Text:
────────────────
This post is part of the General Conference Odyssey. This week covers the Sunday Afternoon Session of the April 1980 Conference
Have you ever had thoughts that sound like these of mine?:

"I really don't feel like going to the ward activity. I would so much rather stay home. But I know we should go. So we'll go."
"I wish I didn't have to substitute-teach the 12-year-olds on Sunday. But I said I would. So I will."
"I wish we hadn't signed up to clean the church today. We have so many other things to do! But I guess we might as well go get it over with."

In my life, I'm usually seeing these moments as relative successes—because I did the right thing in the end! I didn't just slip away like I wanted to. Sure, I know it would have been better to do those good things happily, but I feel some satisfaction for at least doing them reluctantly!

But here's what Elder Mark E. Peterson said in his conference talk:
There is no reward for half-hearted obedience. We must become vigorous and enthusiastic about living our religion, for God commands that we serve him with all our heart, with all our might, with all our strength, and with the very best of our intelligence.
With him there can be no halfway measures. We must be fully for him or we may be classed with those who are against him.
Got that? No reward—for half-hearted—obedience!
────────────────
Exercise requirements:
A: Copy out everything from "But here's what" down to "are against him." in the post on half-hearted obedience.
B: Translate this sentence from the post on half-hearted obedience into Spanish: "We must be fully for him or we may be classed with those who are against him."

Supplied material:
────────────────
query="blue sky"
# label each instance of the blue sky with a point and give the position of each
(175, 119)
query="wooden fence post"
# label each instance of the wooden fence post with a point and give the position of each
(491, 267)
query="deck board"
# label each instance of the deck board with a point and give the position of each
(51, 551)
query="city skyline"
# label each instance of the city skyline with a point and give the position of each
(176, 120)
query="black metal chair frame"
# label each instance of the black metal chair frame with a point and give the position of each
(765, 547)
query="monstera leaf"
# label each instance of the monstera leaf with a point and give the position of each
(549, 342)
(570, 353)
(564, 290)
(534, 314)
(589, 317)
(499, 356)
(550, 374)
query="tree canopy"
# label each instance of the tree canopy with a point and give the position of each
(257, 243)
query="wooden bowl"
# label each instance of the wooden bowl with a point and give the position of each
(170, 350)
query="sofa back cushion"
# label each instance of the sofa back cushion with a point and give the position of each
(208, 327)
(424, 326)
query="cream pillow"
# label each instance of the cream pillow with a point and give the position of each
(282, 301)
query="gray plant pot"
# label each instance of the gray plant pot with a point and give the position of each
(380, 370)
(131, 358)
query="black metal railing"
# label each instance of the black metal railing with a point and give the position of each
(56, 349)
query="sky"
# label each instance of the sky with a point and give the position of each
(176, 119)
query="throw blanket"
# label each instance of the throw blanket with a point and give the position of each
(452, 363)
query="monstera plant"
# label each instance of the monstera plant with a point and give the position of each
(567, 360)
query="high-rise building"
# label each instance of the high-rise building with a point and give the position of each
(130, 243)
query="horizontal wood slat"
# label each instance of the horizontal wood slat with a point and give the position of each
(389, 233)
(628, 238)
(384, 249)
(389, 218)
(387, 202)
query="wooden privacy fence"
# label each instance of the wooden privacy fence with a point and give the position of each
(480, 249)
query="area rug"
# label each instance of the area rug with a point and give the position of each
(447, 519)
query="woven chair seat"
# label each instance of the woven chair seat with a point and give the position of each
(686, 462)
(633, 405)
────────────────
The answers:
A:
But here's what Elder Mark E. Peterson said in his conference talk:
There is no reward for half-hearted obedience. We must become vigorous and enthusiastic about living our religion, for God commands that we serve him with all our heart, with all our might, with all our strength, and with the very best of our intelligence.
With him there can be no halfway measures. We must be fully for him or we may be classed with those who are against him.

B: Debemos estar completamente a su favor, o podríamos ser contados entre los que están en su contra.